● EXERCISE DIRECTIONS: Go through the listing below and return every line exactly.
================================
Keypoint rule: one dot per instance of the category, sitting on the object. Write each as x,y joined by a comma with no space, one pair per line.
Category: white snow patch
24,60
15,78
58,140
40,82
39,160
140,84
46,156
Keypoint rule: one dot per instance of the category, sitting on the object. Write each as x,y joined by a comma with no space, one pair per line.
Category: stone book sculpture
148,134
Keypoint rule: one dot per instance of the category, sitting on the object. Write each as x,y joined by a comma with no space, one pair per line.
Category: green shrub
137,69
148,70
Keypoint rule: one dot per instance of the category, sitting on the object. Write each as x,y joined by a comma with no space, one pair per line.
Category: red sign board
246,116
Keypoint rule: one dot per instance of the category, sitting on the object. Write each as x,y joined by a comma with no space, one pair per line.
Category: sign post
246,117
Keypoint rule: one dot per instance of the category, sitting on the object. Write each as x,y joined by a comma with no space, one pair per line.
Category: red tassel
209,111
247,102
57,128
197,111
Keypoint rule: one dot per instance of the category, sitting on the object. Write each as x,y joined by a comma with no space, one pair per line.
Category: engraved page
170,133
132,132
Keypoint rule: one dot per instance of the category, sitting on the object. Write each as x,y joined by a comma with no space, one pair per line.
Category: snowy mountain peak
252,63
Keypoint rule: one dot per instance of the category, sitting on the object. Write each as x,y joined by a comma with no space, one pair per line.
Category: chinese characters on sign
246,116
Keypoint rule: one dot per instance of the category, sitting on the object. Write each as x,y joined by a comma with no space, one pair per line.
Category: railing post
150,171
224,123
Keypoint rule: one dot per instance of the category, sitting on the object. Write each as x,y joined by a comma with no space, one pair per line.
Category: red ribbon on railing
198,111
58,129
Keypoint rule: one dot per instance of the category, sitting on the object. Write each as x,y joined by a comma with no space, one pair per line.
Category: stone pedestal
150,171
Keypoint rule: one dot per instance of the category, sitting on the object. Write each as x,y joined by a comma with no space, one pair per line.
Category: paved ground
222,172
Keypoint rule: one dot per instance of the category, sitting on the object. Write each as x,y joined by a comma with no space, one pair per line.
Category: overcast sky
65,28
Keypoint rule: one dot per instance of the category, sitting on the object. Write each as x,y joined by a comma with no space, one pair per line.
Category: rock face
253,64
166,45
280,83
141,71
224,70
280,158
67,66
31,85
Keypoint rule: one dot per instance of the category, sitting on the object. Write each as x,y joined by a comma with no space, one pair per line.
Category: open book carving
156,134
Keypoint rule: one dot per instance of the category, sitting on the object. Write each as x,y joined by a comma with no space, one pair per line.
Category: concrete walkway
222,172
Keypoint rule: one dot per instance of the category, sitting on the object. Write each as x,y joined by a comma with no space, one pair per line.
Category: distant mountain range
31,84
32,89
================================
● RESULT FOR THIS EXERCISE:
Keypoint rule: one dot per instance of the category, sitting on the object. Write each as x,y joined by a comma with no space, one pair per line.
Category: white snow patch
24,60
15,78
58,140
40,82
39,160
140,84
46,156
Keypoint rule: one dot per instance of the category, sitting on the object. Write each as x,y joined by a comma with no space, one pair per line.
Category: stone book sculpture
148,134
Keypoint rule: one dot per instance of the category, sitting on the object. Write each as x,y joined by a comma with no space, one pair per line.
Category: green shrub
137,69
148,70
Keypoint rule: one dot per instance of the category, sitting on the object. Write each as x,y joined by a comma with no space, one pair per line.
Category: red sign board
246,116
Keypoint rule: one dot per instance of the category, sitting on the object. Write each as x,y joined by a comma with no space, one pair per line.
Category: sign post
246,117
Keypoint rule: one dot per instance of the category, sitting on the object. Write each as x,y joined by a comma with no space, one pair per line.
Category: red tassel
209,111
247,102
57,128
197,111
Keypoint rule: one dot per instance of the category, sitting on the object. Write each as x,y joined by a comma with no space, one pair per line.
Category: engraved page
170,133
132,132
Keypoint rule: one dot per instance of the category, sitting on the object. Write each as x,y joined by a comma with no space, one pair per line.
Category: snowy mountain peak
252,63
Keypoint rule: one dot per instance of the category, sitting on the object. Write each as x,y joined by a comma with no space, one pair per line.
Category: chinese characters on sign
246,116
Keypoint rule: one dot per instance of the category, sitting on the object. Write each as x,y joined by a comma with no space, one pair per line.
Category: railing post
150,171
224,123
Keypoint rule: one dot per instance of the category, sitting on the object. Write each as x,y joined by a comma with no space, one pair per line.
Category: red ribbon on railing
198,111
58,129
Keypoint rule: one dot per instance of the category, sitting on the object. Write each as x,y joined by a comma with no space, one pair per line.
Category: stone pedestal
150,171
Keypoint rule: one dot per instance of the category, sitting on the object. Write each as x,y joined by a comma with no space, one pair per line.
Category: paved ground
222,172
Keypoint rule: one dot per instance of the category, sitting on the object. Write each as x,y joined by a comma with no space, one pair per line.
Category: overcast sky
65,28
Keypoint rule: one dot per instance of the category, sitting on the object. Write each as x,y joined by a comma with no space, one pair per line.
Category: rock face
253,64
166,45
280,83
141,71
224,70
280,158
67,66
31,85
Keypoint rule: one dot per instance of the category, sitting on the object. Write each as x,y joined by a comma with no space, one pair per line.
Category: open book carving
156,134
Keypoint rule: one dot per instance of the category, sitting on the object. Write each as x,y joined by a comma with no space, one pair per line.
Category: concrete walkway
222,172
Keypoint rule: one dot per instance of the category, sitting on the object. Write each as x,y joined by a comma with no space, one pair per line.
Category: distant mountain range
31,84
32,89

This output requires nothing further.